▶ **DOCUMENT**
Affirmed and Opinion filed July 29, 2010.
In The
Fourteenth Court of
Appeals
Luis G. Taylor, Appellant
V.
First Community Credit Union, Appellee
On Appeal from the 189th
District Court
Harris County, Texas
Trial Court Cause No. 2007-16334
OPINION
The primary issue in this appeal is the applicability
of the “relation back” doctrine under sections 171.252 and 171.255 of the Texas
Tax Code governing director and officer liability for a corporation’s debts
when corporate privileges are forfeited for failure to file a required report.
An officer and director of an automobile dealer appeals the trial court’s
judgment holding him liable for the dealer’s debts to a credit union. We
affirm.
I. Factual and Procedural Background
This
case was tried on an agreed statement of facts, which are set forth herein.
Texan
Automotive Inc. (“Automotive”), an automobile dealer, was a corporation
chartered under the laws of the State of Georgia in March 2003, and authorized
to do business in Texas in April 2003. The company’s State of Texas franchise
tax report was due on September 7, 2004. That report was never filed and on
September 8, 2004, the company became delinquent in filing this report. Automotive’s
corporate privileges were forfeited in January 2005 for failure to satisfy
franchise tax requirements and were never revived. Automotive’s corporate certificate
was forfeited on May 6, 2005. A few months later, the corporation was
dissolved in the State of Georgia.
Appellant Luis G. Taylor served as a director of Automotive
from its inception through and after May 6, 2005. Taylor was also an officer
of the company, serving initially as its secretary and then as its president,
an office he held through and after May 6, 2005.
Automotive entered
into a dealer agreement, dated November 10, 2003, with Centrix Financial, LLC
(the “Dealer Agreement”). Under the Dealer Agreement, appellee First Community
Credit Union (“First Community”) was granted the right to purchase retail
installment contracts from Automotive; Centrix was to act as First Community’s
agent for the procurement, credit assessment, collection, and servicing of
automobile loans. Pursuant to the Dealer Agreement, First Community purchased four
retail automobile installment contracts in December 2004 and January 2005 and
paid the amounts financed under the contracts to Automotive.
Automotive breached
its contractual obligations to First Community by failing to provide good title
to the motor vehicles Automotive sold to its customers under the installment contracts
as assigned to First Community. The failure to provide good and marketable
title to each vehicle purchaser and a title with a valid lien in favor of First
Community not only breached Automotive’s obligations to both the vehicle
purchaser and lender, but also provided the vehicle purchaser with a defense
against the credit union as the holder of the retail installment agreement.

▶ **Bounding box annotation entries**

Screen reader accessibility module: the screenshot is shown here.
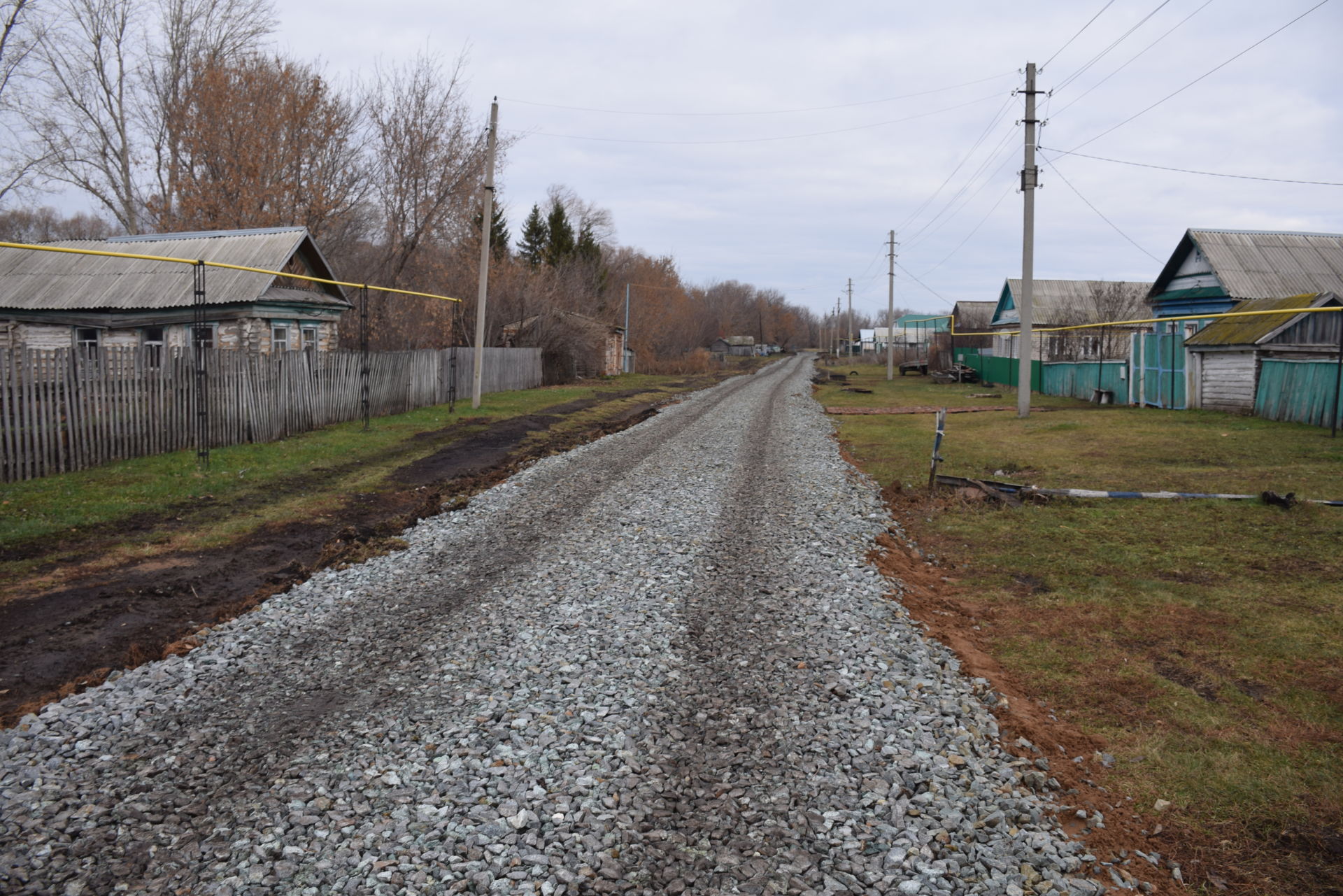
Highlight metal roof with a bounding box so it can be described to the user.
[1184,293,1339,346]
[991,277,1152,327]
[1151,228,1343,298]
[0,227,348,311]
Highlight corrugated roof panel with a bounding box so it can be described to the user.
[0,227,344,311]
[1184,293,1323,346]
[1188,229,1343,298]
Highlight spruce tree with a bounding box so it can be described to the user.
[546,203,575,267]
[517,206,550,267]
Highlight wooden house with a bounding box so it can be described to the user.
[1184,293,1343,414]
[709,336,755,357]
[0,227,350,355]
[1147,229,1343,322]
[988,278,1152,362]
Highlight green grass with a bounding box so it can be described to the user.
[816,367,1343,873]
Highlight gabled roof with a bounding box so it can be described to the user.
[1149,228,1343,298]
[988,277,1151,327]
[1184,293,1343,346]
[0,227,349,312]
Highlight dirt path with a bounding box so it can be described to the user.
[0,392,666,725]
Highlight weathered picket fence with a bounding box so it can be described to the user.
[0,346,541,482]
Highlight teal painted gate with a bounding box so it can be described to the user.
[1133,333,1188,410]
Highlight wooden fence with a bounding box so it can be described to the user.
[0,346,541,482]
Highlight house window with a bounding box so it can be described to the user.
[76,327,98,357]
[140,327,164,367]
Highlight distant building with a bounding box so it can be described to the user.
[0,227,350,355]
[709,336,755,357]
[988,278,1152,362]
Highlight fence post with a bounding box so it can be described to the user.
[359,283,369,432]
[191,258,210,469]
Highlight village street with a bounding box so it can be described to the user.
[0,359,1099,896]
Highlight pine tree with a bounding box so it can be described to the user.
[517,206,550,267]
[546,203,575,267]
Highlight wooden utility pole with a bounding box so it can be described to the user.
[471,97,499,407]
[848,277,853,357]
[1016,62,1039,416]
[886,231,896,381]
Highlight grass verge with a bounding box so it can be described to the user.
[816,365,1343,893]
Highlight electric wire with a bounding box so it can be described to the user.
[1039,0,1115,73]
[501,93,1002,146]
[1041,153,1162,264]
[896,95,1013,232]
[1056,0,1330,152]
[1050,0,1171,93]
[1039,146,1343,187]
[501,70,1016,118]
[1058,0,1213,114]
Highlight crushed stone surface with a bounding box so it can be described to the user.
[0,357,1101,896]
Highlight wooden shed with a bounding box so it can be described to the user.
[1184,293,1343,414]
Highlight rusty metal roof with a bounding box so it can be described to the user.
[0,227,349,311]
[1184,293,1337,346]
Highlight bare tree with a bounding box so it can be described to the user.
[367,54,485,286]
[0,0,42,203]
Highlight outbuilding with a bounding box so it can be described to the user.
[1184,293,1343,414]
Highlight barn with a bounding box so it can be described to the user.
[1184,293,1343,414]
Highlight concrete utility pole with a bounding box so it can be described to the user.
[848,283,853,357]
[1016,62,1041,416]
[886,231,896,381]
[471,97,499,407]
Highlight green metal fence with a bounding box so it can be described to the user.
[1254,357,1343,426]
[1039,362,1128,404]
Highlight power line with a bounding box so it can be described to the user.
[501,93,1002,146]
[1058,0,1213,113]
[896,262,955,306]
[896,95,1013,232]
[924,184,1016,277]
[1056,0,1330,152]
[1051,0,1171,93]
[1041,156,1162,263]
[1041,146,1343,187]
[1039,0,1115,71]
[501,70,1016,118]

▶ **TASK REQUIREMENTS**
- a) Answer these questions using the court opinion:
(i) On what date was Automotive's corporate certificate forfeited?
(ii) What date does the Dealer Agreement with Centrix Financial carry?
(iii) From which district court was the appeal taken?
- b) Copy the court opinion word for word from "First Community Credit" to "a required report.".

▶ **SOLUTIONS TO THE EXERCISE**
- a)
(i) May 6, 2005
(ii) November 10, 2003
(iii) The 189th District Court of Harris County, Texas

- b)
First Community Credit Union, Appellee
On Appeal from the 189th
District Court
Harris County, Texas
Trial Court Cause No. 2007-16334
OPINION
The primary issue in this appeal is the applicability
of the “relation back” doctrine under sections 171.252 and 171.255 of the Texas
Tax Code governing director and officer liability for a corporation’s debts
when corporate privileges are forfeited for failure to file a required report.